- Travail demandé -
[A] D'après le texte, pour quelle raison la guerre « peut donc se retourner » ? Répondez en une à trois phrases.
[B] Indiquez si chacune des affirmations suivantes est conforme au texte, en répondant par oui ou par non et en citant les mots du texte qui permettent de trancher.
(i) Pierre emmène sa cousine au cinéma dès le 6 février.
(ii) Pierre se lève dès que l'officier de marine apparaît à l'écran.
(iii) Les informations sont projetées après le film.

- Texte proposé -
◆ ◆ ◆ ◆ ◆

Il se souvient notamment qu'au cours de sa tournée des centres de
formation des cadres de décembre 1940 en zone libre, avant de rejoindre
Paris, il s'était fait cette réflexion en lui-même: les
armées nazies, partout victorieuses, n'ont pas réussi à
franchir la Manche. Cette guerre peut donc se retourner. C'était le
constat établi par le Général De GAULLE six mois auparavant,
dès le 18 juin 1940.
Ensuite et surtout, son refus de cautionner les «actes inutiles »,
les «risques stupides» des étudiants parisiens ne l'empêche
aucunement de commettre lui-même un acte à la fois courageux
et parfaitement inutile, et de se faire arrêter pour des questions
de principe.
En effet, dès le 6 février, Pierre emmène sa cousine
Antoinette de TAILLY - dont le mari était prisonnier - dans un cinéma
des Champs-Elysées, pour la distraire un peu. Avant le film, comme
c'était l'habitude à cette époque-là, passent
les informations, avec des images noir et blanc et une voix sonore et haut
perchée en commentaire. À un moment, apparaît à
l'écran un officier de marine français qui prétendait
revenir de Londres et racontait comment il avait été, là-bas,
séquestré et maltraité avec ses camarades, expliquant
qu'il était si heureux de retrouver la France de la liberté...
Devant une propagande aussi grossière, Pierre se contient d'abord,
mais bientôt il n'en peut plus : il se lève et s'assied sur
le dossier du spectateur placé devant lui, de sorte à se retrouver
ostensiblement dos à l'écran, en hauteur. Quelques instants
plus tard, une dizaine ou peutêtre une douzaine de spectateurs
et de spectatrices l'imitent, en s'asseyant sur le dossier du siège
placé devant eux, dos à l'écran, en guise de protestation.

◆ ◆ ◆ ◆ ◆

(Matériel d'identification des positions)
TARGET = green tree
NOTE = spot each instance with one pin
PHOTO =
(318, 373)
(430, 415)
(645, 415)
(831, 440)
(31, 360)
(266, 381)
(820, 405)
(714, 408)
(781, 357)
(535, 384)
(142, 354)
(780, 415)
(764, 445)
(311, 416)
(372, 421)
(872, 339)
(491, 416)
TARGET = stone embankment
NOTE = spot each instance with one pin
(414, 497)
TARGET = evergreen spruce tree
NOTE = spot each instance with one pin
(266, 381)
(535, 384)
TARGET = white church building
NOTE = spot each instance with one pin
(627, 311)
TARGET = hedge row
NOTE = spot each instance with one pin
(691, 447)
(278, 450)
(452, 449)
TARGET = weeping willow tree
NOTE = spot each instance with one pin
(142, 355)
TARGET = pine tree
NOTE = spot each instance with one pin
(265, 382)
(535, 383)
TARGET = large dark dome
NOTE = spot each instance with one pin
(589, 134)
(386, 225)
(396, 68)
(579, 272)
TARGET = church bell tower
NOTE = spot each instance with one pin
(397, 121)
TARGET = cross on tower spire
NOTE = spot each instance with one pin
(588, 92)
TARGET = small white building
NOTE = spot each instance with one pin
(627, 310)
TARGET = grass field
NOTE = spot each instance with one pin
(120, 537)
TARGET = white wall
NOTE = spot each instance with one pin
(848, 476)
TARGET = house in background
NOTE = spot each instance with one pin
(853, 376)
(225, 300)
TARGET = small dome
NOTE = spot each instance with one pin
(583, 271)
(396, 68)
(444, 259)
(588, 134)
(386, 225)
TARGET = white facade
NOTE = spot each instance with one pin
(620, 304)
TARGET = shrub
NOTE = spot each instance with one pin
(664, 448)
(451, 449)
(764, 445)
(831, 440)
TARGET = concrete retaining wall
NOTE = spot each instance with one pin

◆ ◆ ◆ ◆ ◆

- Réponses complètes -
[A] Les armées nazies, bien que partout victorieuses, n'avaient pas réussi à franchir la Manche.

[B]
(i) Oui : « dès le 6 février, Pierre emmène sa cousine Antoinette de TAILLY ».
(ii) Non : « Pierre se contient d'abord, mais bientôt il n'en peut plus ».
(iii) Non : « Avant le film, comme c'était l'habitude à cette époque-là, passent les informations ».